-- Objective a --
Copy the records below word for word, starting at their first line and stopping after the line that contains "[[124, 88]]", with both ends included.

-- Document segment --
****************************************

If you want to use an already running MySQL server for specific tests,
use the --extern option to mysql-test-run. Please note that in this mode,
you are expected to provide names of the tests to run.

For example, here is the command to run the "alias" and "analyze" tests
with an external server:

  # mariadb-test-run --extern socket=/tmp/mysql.sock alias analyze

To match your setup, you might need to provide other relevant options.

With no test names on the command line, mysql-test-run will attempt
to execute the default set of tests, which will certainly fail, because
many tests cannot run with an external server (they need to control the
options with which the server is started, restart the server during
execution, etc.)

You can create your own test cases. To create a test case, create a new
file in the main subdirectory using a text editor. The file should have a .test
extension. For example:

  # xemacs t/test_case_name.test

In the file, put a set of SQL statements that create some tables,
load test data, and run some queries to manipulate it.

****************************************

-- Objective b --
In the document on MySQL tests, what file extension should a new test case file have?

(Items from a dataset)
****************************************

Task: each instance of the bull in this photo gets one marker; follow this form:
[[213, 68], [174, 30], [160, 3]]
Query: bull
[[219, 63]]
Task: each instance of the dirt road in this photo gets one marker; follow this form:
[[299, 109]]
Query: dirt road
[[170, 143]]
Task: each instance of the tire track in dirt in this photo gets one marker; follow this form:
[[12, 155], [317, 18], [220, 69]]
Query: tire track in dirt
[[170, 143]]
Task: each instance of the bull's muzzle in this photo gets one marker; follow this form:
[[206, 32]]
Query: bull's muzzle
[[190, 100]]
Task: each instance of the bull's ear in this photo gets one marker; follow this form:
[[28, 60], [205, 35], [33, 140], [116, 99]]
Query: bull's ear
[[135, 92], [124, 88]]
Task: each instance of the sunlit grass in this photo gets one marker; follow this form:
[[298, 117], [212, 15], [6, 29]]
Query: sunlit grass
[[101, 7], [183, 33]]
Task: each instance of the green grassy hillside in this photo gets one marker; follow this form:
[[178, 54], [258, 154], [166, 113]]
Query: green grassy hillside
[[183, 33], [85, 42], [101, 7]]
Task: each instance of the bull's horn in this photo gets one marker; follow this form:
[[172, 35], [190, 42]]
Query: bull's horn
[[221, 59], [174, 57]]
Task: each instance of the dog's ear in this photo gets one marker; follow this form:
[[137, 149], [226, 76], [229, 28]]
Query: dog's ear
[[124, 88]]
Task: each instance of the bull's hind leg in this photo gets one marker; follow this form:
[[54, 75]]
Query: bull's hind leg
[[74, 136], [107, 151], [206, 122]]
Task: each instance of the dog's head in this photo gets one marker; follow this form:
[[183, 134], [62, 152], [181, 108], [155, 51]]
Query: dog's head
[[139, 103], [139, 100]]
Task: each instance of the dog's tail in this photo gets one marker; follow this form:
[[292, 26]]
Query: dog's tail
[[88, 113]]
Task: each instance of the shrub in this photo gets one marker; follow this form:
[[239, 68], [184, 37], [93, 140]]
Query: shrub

****************************************

-- Task solution a --
Task: each instance of the bull in this photo gets one marker; follow this form:
[[213, 68], [174, 30], [160, 3]]
Query: bull
[[219, 63]]
Task: each instance of the dirt road in this photo gets one marker; follow this form:
[[299, 109]]
Query: dirt road
[[170, 143]]
Task: each instance of the tire track in dirt in this photo gets one marker; follow this form:
[[12, 155], [317, 18], [220, 69]]
Query: tire track in dirt
[[170, 143]]
Task: each instance of the bull's muzzle in this photo gets one marker; follow this form:
[[206, 32]]
Query: bull's muzzle
[[190, 100]]
Task: each instance of the bull's ear in this photo gets one marker; follow this form:
[[28, 60], [205, 35], [33, 140], [116, 99]]
Query: bull's ear
[[135, 92], [124, 88]]
Task: each instance of the sunlit grass in this photo gets one marker; follow this form:
[[298, 117], [212, 15], [6, 29]]
Query: sunlit grass
[[101, 7], [183, 33]]
Task: each instance of the green grassy hillside in this photo gets one marker; follow this form:
[[178, 54], [258, 154], [166, 113]]
Query: green grassy hillside
[[183, 33], [85, 42], [101, 7]]
Task: each instance of the bull's horn in this photo gets one marker; follow this form:
[[172, 35], [190, 42]]
Query: bull's horn
[[221, 59], [174, 57]]
Task: each instance of the dog's ear in this photo gets one marker; follow this form:
[[137, 149], [226, 76], [229, 28]]
Query: dog's ear
[[124, 88]]

-- Task solution b --
A new test case file should have a .test extension.